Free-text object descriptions
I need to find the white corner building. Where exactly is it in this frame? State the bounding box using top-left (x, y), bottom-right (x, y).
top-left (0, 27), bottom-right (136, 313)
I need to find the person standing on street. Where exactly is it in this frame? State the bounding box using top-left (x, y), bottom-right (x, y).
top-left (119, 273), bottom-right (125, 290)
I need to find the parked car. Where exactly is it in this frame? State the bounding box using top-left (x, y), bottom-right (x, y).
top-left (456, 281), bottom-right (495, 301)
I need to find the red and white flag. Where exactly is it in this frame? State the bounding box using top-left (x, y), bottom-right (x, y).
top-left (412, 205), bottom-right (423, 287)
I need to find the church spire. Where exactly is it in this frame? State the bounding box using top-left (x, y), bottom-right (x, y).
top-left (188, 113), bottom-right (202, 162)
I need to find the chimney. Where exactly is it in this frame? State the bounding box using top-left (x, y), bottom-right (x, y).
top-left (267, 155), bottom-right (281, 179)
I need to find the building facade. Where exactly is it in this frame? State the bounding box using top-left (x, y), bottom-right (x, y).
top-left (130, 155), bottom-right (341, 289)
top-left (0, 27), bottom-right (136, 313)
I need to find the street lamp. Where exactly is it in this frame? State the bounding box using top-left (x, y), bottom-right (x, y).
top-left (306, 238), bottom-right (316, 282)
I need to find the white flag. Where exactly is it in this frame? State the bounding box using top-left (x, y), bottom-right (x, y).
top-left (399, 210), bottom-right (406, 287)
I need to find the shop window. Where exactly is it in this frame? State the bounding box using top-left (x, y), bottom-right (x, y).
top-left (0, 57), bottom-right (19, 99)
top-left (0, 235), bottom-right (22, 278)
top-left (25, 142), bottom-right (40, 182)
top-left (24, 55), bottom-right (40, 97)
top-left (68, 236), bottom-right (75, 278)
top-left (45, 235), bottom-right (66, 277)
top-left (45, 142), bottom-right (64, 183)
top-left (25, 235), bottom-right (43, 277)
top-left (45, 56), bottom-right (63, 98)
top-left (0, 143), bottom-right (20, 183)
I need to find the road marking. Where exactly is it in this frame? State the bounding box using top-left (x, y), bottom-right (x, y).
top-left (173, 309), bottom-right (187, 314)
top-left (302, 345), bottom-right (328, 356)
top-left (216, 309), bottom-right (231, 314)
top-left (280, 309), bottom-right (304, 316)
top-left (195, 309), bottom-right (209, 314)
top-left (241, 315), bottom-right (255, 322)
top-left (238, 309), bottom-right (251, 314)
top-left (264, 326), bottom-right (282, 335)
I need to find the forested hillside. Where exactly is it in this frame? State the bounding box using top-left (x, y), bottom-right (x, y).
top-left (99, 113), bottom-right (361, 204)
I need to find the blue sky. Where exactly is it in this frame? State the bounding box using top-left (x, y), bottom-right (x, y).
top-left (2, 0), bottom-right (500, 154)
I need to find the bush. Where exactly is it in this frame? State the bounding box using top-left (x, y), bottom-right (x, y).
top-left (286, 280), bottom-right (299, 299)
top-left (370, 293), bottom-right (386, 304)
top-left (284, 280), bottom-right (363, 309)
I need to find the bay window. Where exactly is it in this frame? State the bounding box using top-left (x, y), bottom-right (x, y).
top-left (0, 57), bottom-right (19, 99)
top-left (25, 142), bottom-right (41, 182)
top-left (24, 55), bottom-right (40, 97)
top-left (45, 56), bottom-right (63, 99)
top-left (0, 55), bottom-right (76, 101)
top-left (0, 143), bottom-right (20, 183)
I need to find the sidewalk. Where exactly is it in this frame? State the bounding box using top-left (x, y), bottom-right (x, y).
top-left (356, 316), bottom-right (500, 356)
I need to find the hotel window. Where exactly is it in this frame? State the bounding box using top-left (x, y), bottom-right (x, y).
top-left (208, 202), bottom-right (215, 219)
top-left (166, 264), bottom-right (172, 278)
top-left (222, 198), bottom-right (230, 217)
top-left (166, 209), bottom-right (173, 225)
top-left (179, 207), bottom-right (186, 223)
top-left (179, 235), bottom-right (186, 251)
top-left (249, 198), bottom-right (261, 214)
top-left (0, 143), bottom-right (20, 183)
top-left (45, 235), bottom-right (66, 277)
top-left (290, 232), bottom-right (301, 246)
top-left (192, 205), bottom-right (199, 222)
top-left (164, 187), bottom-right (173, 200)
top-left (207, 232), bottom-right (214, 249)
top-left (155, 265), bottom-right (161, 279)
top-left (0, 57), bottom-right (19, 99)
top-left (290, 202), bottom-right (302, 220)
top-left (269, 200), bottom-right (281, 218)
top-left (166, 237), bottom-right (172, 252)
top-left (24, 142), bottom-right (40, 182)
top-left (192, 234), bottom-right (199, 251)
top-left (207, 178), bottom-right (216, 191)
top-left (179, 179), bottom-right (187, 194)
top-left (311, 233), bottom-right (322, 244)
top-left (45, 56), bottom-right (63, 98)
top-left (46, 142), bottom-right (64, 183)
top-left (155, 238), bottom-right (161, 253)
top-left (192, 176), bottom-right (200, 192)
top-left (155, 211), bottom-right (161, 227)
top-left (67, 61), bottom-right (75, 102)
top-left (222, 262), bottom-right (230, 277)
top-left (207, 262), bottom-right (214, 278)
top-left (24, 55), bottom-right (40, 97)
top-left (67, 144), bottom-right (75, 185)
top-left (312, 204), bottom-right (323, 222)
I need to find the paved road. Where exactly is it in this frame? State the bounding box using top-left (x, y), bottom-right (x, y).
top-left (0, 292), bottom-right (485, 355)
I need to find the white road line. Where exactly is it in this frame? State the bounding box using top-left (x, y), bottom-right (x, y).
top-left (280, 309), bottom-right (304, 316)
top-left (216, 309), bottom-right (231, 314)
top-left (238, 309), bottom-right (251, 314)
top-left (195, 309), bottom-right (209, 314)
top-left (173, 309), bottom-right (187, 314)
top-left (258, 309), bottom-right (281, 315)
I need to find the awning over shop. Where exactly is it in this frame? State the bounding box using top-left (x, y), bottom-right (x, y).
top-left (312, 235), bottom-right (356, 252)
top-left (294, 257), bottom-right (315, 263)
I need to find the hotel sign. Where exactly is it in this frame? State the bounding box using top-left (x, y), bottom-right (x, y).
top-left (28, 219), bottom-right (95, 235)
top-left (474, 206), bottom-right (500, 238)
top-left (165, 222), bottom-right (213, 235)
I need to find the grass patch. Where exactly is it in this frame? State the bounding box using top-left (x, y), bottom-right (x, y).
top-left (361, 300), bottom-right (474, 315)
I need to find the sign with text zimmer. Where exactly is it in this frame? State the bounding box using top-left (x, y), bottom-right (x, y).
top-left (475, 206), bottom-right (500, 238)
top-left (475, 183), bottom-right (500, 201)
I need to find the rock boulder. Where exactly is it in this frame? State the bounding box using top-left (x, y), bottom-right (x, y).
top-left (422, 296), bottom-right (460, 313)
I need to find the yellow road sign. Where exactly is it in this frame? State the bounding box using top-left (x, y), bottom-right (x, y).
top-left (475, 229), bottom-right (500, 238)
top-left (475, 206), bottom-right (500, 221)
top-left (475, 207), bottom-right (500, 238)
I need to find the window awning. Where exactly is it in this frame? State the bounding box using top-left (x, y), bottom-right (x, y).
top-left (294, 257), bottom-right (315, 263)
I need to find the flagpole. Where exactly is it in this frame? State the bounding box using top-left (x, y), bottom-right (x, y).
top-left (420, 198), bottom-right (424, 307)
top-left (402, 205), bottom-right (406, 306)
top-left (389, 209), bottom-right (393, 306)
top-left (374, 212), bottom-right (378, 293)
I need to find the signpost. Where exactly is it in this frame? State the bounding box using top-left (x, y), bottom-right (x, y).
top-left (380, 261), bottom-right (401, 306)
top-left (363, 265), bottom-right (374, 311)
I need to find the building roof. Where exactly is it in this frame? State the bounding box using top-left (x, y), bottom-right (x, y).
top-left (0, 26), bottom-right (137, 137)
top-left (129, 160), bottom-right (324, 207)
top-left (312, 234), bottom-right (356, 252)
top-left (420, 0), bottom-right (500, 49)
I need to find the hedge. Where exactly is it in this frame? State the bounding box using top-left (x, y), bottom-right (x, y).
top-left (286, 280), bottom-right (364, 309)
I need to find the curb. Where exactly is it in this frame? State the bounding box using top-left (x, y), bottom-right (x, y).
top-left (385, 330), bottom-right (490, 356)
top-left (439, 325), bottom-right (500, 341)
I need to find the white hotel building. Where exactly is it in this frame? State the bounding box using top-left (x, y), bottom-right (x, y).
--
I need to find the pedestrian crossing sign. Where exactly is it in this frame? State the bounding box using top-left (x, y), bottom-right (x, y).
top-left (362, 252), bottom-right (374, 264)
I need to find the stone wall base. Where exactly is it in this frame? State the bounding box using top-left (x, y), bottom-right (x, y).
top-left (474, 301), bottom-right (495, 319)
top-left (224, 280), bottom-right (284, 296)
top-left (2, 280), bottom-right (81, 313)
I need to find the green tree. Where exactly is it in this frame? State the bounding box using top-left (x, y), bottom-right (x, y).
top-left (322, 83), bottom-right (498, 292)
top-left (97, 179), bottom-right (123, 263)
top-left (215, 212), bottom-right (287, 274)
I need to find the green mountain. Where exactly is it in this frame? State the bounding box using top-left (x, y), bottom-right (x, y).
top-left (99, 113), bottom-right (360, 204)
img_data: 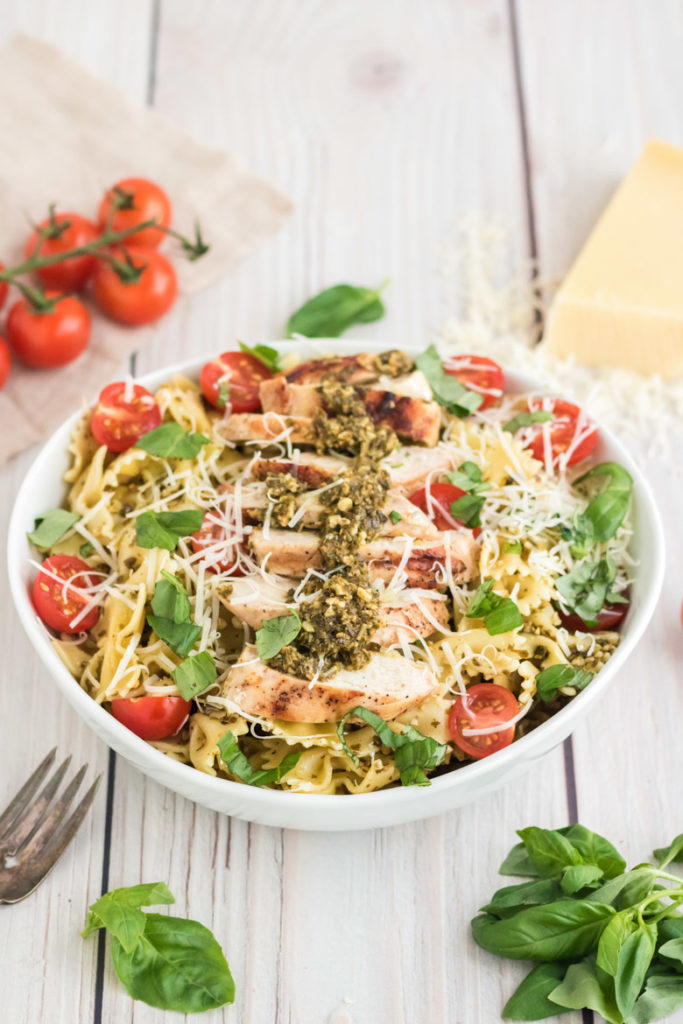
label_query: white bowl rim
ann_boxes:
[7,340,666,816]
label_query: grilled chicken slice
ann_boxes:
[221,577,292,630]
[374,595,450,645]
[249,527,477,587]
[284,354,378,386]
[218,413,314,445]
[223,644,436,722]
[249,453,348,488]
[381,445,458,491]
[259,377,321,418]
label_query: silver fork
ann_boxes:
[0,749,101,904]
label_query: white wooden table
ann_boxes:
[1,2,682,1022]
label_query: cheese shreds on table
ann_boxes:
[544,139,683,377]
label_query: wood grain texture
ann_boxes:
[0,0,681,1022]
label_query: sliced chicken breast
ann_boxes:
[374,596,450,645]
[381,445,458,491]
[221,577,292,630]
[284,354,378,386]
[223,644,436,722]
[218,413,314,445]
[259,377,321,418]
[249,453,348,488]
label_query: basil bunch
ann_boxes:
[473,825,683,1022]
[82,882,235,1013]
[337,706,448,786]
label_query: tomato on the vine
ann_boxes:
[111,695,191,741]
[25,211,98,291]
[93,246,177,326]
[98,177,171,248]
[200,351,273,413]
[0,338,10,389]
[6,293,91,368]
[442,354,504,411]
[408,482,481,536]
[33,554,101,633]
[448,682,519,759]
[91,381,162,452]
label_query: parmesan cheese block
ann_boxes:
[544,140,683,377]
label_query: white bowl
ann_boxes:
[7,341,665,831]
...
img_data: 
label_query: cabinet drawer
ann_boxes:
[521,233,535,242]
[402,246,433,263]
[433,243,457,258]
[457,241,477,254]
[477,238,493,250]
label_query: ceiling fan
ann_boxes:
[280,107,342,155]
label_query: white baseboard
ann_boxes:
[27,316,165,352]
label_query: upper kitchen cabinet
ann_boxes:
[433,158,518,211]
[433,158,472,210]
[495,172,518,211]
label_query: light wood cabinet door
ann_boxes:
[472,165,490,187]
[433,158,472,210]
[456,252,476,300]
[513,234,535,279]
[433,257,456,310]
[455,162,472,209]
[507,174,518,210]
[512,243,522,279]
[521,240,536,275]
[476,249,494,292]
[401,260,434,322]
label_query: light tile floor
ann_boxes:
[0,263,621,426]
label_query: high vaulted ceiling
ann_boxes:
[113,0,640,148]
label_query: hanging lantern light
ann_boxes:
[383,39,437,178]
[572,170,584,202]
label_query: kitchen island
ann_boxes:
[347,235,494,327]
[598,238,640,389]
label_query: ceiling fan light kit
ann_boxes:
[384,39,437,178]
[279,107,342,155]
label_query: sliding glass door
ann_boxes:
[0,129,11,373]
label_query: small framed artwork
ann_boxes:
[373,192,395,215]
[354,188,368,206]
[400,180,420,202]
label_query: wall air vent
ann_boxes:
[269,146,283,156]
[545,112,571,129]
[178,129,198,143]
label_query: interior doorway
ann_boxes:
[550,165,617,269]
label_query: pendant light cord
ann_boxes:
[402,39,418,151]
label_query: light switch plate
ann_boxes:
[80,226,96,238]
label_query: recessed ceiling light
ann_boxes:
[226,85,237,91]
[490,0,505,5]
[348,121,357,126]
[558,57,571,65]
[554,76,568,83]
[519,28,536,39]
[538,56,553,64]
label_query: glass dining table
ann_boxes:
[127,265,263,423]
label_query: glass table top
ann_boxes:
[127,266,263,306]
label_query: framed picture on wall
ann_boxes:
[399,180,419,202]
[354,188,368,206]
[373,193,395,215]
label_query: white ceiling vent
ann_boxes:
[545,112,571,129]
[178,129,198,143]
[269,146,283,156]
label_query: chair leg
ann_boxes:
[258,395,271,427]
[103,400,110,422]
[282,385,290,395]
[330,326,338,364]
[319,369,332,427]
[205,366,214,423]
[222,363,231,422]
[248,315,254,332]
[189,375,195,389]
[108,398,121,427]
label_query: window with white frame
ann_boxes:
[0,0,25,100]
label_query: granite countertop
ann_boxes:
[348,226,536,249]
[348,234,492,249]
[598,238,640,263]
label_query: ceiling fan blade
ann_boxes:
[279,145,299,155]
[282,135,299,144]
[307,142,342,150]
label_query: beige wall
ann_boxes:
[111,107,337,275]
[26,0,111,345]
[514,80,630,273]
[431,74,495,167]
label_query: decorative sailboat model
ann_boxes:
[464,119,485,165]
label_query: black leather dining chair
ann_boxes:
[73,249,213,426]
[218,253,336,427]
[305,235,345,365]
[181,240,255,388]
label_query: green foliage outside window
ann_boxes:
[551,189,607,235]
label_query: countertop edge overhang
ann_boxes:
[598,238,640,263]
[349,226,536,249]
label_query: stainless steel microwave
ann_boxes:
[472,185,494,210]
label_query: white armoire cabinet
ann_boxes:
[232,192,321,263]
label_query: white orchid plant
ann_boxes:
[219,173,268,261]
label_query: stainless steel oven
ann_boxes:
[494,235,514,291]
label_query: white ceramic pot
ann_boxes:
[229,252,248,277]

WORK TO COMPLETE:
Looking at the entries above, can you reproduce exactly the lines from the one that holds "label_query: small framed artwork" through the one that holds "label_query: beige wall", and only those?

SOLVED EXERCISE:
label_query: small framed artwork
ann_boxes:
[373,192,395,215]
[354,188,368,206]
[400,180,420,202]
label_query: wall air vent
ann_boxes:
[269,146,283,156]
[545,112,571,129]
[178,129,198,143]
label_query: interior doorway
ann_boxes:
[550,165,617,269]
label_query: pendant light cord
ann_boxes:
[402,39,418,151]
label_query: light switch plate
ann_boxes:
[80,226,96,238]
label_query: recessed ceiling light
ann_boxes:
[226,85,237,91]
[490,0,505,5]
[348,121,357,126]
[558,57,571,65]
[554,76,568,83]
[519,28,536,39]
[538,56,553,64]
label_query: glass dining table
ann_boxes:
[127,265,263,423]
label_query: glass table top
ann_boxes:
[127,266,263,306]
label_query: framed picture on wall
ann_boxes:
[399,180,419,202]
[354,188,368,206]
[373,193,395,215]
label_query: white ceiling vent
ann_boxes:
[545,112,571,129]
[178,129,198,143]
[269,146,283,156]
label_query: chair leg
ann_boxes:
[258,395,271,427]
[103,400,110,422]
[282,385,290,395]
[330,326,338,364]
[319,369,332,427]
[205,366,214,423]
[222,363,231,422]
[248,315,254,332]
[189,375,195,389]
[108,398,121,427]
label_query: window with white frame
ann_boxes:
[0,0,25,100]
label_query: granite countertop
ann_boxes:
[348,226,536,249]
[348,234,492,249]
[598,238,640,263]
label_query: ceiling fan blade
ann_boxes:
[279,145,299,155]
[282,135,299,144]
[307,142,342,150]
label_query: beige wall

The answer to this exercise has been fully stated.